■ GIVEN INSTRUCTION 1: In the Clash in dub text, which band member especially brought the dub and the bass?
■ GIVEN INSTRUCTION 2: Copy out the Clash in dub text from "A simple concept" to "and the bass.".

Forty Five Minutes Of The Clash In Dub


A simple concept for today's Sunday mix- The Clash in dub. The band were steeped in their influences- dub, reggae, rockabilly, blues, rock 'n' roll, glam, garage rock, soul, disco- and once they got past Give 'Em Enough Rope and punk's orthodoxy they gave their influences free rein, their record collections filtered through the unique combination of Strummer, Jones, Simonon and Headon, each man bringing his own thing. Paul Simonon especially brought the dub and the bass. 

The dub began to surface with Armagideon Times, London Calling's B- side and then with Bank Robber and an association with Mikey Dread that brought some genuine Jamaican vibes, vocals and production to the sound. By the time they got to Sandinista! and they'd decided it would be six sides of vinyl, each side six songs long, the dub experimentation became as much part of The Clash as anything else. 

Forty Five Minutes Of The Clash In Dub

  • Mensforth Dub
  • Radio One (Reprise)
  • Outside Broadcast/ Radio 5
  • Silicone On Sapphire
  • One More Dub
  • The Crooked Beat
  • Robber Dub
  • Living In Fame
  • Justice Tonight/ Kick It Over

Mensforth Dub is a dub version of Something About England, a song that more and more seems like one of Sandinista!'s peaks, Joe and Mick duetting on a song about immigration, the 20th century, the impact of two world wars and post- imperial Britain. It fades in with FX and echo, Mick's voice in the distance and a swirl of radio static and noise. Possibly named after Menwith Hill, an RAF listening post in North Yorkshire that is operated by the US air force still. 

Radio One was the B-side to Hitsville UK, a re- working of a Mikey Dread tune from his album Rocker Station, cavernous space and crashing echo. The Roland Space Echo is doing a lot of work. Gloriously dubbed out stuff.

■ EXTRACTED RECORDS:
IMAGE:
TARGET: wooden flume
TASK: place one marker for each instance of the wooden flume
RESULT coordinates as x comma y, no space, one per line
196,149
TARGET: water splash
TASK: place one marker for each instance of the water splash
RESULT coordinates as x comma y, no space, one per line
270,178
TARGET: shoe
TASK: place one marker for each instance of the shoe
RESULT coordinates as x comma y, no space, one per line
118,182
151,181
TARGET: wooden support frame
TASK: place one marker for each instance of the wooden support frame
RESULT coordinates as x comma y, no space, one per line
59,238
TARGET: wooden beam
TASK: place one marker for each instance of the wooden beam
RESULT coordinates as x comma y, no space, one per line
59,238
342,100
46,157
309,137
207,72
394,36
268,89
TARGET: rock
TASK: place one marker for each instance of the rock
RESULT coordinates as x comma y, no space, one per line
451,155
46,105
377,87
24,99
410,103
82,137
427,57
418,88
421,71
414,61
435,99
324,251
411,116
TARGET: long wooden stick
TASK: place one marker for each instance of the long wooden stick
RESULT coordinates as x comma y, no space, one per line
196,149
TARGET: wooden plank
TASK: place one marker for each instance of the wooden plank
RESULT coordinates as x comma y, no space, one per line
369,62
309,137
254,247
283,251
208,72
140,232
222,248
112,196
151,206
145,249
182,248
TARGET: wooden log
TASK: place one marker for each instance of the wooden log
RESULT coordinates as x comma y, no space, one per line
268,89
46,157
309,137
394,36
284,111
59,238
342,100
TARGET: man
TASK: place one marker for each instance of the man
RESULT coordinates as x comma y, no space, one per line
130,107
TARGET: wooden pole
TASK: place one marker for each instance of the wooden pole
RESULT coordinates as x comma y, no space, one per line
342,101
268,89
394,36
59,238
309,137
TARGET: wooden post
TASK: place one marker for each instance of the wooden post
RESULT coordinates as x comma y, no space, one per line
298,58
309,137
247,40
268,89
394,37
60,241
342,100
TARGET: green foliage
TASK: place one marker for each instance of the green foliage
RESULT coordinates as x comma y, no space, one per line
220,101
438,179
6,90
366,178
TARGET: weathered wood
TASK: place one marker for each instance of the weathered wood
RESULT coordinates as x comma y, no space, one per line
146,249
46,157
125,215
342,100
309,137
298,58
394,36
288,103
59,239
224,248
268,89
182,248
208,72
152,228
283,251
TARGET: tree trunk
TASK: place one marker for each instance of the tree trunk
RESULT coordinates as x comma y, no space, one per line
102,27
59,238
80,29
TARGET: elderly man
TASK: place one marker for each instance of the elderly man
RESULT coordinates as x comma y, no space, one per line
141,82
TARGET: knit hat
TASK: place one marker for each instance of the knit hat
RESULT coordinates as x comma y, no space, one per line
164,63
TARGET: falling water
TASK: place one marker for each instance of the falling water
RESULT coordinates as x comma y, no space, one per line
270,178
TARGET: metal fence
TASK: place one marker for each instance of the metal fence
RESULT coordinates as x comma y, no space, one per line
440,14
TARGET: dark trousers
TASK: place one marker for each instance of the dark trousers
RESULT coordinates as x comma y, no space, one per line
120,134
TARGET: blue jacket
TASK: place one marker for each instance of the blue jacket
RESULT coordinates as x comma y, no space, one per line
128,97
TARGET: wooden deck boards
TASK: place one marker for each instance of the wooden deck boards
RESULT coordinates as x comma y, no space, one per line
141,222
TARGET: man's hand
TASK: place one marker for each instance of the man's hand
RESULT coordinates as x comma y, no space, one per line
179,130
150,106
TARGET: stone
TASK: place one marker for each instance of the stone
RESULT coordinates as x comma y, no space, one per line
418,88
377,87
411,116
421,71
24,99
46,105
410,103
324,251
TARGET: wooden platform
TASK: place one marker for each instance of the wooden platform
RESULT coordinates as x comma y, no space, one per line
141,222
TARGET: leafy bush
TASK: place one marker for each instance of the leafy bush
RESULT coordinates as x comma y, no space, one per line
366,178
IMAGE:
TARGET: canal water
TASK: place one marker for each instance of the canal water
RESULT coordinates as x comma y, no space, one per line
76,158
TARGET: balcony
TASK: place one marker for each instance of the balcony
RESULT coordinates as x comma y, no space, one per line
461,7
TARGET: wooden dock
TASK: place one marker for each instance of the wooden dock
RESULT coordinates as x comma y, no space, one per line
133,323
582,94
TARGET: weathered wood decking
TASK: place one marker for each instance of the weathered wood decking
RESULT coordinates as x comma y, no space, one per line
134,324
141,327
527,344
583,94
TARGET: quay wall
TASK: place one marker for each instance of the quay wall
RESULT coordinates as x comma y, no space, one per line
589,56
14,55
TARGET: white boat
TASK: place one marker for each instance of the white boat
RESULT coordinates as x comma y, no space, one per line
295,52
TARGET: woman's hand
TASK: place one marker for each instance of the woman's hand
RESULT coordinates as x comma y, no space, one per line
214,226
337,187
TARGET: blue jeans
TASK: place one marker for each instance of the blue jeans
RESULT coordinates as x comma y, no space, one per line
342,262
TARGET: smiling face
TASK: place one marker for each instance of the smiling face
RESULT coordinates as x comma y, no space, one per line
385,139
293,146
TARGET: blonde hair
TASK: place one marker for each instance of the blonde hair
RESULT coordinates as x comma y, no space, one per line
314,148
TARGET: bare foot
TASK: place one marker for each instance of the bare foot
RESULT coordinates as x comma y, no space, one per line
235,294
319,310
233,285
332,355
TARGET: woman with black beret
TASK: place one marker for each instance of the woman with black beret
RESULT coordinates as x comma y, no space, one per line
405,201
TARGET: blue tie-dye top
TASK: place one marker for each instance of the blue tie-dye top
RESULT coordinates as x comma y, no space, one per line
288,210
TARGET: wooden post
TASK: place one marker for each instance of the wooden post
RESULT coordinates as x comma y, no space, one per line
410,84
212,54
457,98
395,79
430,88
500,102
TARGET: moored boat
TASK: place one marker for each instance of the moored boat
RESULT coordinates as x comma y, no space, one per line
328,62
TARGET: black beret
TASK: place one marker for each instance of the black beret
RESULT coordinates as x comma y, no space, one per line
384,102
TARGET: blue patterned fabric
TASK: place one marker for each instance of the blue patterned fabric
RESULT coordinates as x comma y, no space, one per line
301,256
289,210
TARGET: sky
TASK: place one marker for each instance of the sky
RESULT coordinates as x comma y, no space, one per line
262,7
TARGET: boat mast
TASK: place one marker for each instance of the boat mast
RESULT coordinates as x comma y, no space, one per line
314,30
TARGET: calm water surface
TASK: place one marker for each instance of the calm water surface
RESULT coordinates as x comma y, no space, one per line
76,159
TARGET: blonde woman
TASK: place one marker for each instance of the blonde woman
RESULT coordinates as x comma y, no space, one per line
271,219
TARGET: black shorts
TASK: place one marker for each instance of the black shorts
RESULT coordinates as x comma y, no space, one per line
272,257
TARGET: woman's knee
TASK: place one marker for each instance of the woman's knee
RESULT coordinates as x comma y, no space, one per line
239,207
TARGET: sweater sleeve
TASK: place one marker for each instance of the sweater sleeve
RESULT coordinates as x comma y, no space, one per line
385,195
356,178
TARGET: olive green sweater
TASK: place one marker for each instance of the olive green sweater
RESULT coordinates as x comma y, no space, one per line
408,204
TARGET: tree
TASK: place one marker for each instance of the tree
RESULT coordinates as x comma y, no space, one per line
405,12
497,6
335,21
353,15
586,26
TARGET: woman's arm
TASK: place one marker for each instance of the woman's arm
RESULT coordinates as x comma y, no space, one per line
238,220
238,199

■ RESPONSE 1: Paul Simonon

■ RESPONSE 2:
A simple concept for today's Sunday mix- The Clash in dub. The band were steeped in their influences- dub, reggae, rockabilly, blues, rock 'n' roll, glam, garage rock, soul, disco- and once they got past Give 'Em Enough Rope and punk's orthodoxy they gave their influences free rein, their record collections filtered through the unique combination of Strummer, Jones, Simonon and Headon, each man bringing his own thing. Paul Simonon especially brought the dub and the bass.